Thursday, October 29, 2009

Have I learned a lot in the last hours or what?

The Patels, who I sold a "living trust" to back in 2002, are participating in an all out grudge war against me that now includes my son.
I worked for a company called "Family First" based out of Freemont California.
What is the saddest thing ever is that not only was I honest with the Patel's but I actually loved their family. I would sit for extended periods of time interested and listening to stories of India, arranged marriages, children and all of their Gods. Probably what breaks my heart the most is that I was genuinely interested in them and their families and did my best to give them the plan that was best to protect thier families and their incomes.
I find out that they are participating in this effort to make it look like I somehow was dishonest and or that I ripped them off. I would never do that, especially to them.
My son is now being referred to in certain circles as "the commission" which totally freaks me out.
One thing that I know about the Patel's is that they will probably realize that this is a misunderstanding and no longer view me as some sort of bad person. They are all loving decent people.

The second thing is that I am being accused of "acting" again for absolutely no reason.
People keep making decisions about my life at hearings that are being held behind my back and adding additional unwanted people to my life.
What I am really dealing with in this never ending saga seems to be "Cruel Intentions".
Now I hear they are even making arrangements to send me to the same terrorist brig that they brought and abused me at in 2007. Why? I have no clue! im not a terrorist and never have been, but I was probably breathing again without permission, because they keep trying to punish me for things that I am either not aware of or have absolutely no knowledge of in the first place.
They keep calling me "okay" and using this word as a means to punish me some more and it seems as if the abuse is always justified by all of my agressors because they have never had to endure what they have been dishing out. Again....I dont even know what I did or didn't do to be considered "okay" I HAVE ASPERGERS SYNDROME AND YOU ARE PARTICIPATING IN MENTAL CRUELTY AND ABUSE.
I want my son back!!!!!!!!!!!!! I never even got to parent him, he's been in the hospital the entire duration of his life.
These people, in the last month, think that I am making deals for punishment of things that never happened. They abuse me constantly and then they think that I am making a deal with them if I "use the computer", or "go outside", things that are normal actions normally are suddenly turned into taboo things when I have to deal with them.
Im bleeding and cant even use the bathroom without them thinking I am against the "FEDS" or against some other government entity. They are rediculous about it.
I want my son back what they have done to my life is totally illeagal and the secret service knows that not only am i autistic but that what they are contributing to is totally unfair.
I want my son back!!!!!!!!!!!!!!!!!!!!!!!!!!!!!!!!!!!!!!!!!!!!!!!!!!!!!!!!!!!!!!!
Ihaven't done anything wrong or against the law and I dont always "know" what they accuse me of "knowing" until after the fact 99% of the time.

• **Problems and tasks**:
1. Quote the blog post word for word, the stretch from "I find out that" through "absolutely no reason.".
2. Answer these about the blog post:
(a) In what year did the writer sell a "living trust" to the Patels?
(b) Where was the company "Family First" based?
(c) In what year does the writer say they were brought to the terrorist brig?
The rows below come from a separate source unrelated to this blog post.

• **Dataset records**:
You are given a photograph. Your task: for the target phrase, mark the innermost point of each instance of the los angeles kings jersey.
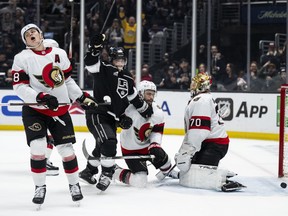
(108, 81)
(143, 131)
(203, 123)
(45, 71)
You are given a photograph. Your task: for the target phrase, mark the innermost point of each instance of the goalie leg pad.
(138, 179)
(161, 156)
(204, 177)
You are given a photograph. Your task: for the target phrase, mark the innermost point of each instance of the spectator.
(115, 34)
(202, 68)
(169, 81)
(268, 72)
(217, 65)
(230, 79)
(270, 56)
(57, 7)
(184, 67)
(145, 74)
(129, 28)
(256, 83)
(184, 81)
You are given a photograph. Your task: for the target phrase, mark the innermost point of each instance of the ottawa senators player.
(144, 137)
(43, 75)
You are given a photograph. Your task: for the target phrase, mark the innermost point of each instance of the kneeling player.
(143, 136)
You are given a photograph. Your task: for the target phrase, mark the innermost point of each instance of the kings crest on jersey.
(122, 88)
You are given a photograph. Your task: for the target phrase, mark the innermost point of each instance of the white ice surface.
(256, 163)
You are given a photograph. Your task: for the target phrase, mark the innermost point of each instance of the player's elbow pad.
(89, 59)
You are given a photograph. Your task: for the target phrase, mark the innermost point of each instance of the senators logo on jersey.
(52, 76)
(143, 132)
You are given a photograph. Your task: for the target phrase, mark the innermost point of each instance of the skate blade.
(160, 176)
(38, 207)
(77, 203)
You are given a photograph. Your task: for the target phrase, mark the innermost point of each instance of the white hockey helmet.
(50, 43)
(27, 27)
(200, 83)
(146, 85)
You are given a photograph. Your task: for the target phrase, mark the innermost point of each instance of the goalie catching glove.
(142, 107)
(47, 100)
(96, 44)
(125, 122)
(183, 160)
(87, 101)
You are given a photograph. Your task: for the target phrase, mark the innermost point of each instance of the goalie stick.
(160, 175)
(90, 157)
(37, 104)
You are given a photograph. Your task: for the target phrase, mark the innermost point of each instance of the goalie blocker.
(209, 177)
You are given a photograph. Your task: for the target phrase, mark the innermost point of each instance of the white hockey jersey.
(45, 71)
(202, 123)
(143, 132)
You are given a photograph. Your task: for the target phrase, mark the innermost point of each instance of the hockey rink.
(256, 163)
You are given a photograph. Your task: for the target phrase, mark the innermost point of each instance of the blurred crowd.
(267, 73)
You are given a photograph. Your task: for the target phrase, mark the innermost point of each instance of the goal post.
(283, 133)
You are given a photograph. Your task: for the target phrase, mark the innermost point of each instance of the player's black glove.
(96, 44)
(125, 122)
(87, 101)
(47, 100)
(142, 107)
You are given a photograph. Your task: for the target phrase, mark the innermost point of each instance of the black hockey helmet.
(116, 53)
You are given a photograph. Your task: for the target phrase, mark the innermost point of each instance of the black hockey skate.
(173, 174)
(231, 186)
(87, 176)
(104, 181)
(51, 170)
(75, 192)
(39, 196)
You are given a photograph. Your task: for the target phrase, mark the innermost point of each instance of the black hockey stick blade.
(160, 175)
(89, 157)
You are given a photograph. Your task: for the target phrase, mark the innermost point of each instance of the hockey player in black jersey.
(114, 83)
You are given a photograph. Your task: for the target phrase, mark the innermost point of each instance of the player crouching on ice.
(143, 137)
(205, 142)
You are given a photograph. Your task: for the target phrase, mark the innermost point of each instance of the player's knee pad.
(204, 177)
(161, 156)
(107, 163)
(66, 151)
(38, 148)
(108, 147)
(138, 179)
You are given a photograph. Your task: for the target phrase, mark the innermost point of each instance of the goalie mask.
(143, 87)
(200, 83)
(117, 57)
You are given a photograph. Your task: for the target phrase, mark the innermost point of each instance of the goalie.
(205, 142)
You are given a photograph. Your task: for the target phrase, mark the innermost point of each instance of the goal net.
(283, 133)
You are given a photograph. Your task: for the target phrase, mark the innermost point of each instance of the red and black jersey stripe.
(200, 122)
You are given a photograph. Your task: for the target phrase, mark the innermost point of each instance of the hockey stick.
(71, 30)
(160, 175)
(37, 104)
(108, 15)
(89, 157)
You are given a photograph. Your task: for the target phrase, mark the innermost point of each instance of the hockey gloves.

• **Per-task outputs**:
1.
I find out that they are participating in this effort to make it look like I somehow was dishonest and or that I ripped them off. I would never do that, especially to them.
My son is now being referred to in certain circles as "the commission" which totally freaks me out.
One thing that I know about the Patel's is that they will probably realize that this is a misunderstanding and no longer view me as some sort of bad person. They are all loving decent people.

The second thing is that I am being accused of "acting" again for absolutely no reason.

2.
(a) 2002
(b) Freemont, California
(c) 2007